Saved data entries
=== Section Start ===
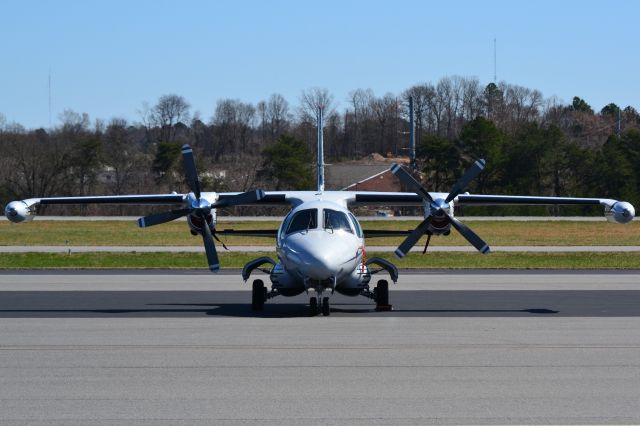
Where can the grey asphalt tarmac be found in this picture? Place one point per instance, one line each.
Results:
(476, 347)
(200, 249)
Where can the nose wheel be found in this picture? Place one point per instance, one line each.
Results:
(258, 295)
(326, 308)
(315, 307)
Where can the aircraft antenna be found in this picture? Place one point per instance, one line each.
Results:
(320, 165)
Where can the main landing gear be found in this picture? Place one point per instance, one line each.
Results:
(315, 307)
=== Section End ===
From the first line to the last, set down the records above exactly and skip the pictures.

Where can the grey asphalt tarmac be found in this picture? Place one point per instance, one line each.
Results:
(476, 347)
(200, 249)
Where can the nose wheel be found in this picture? Place one point per instance, one line each.
Results:
(258, 295)
(326, 308)
(315, 307)
Where can the aircraft antenna be found in this picture? Place one point per instance, one line each.
Results:
(320, 165)
Where can the main landing gear be found in this picture? Place one point per instance, one line each.
Results:
(315, 307)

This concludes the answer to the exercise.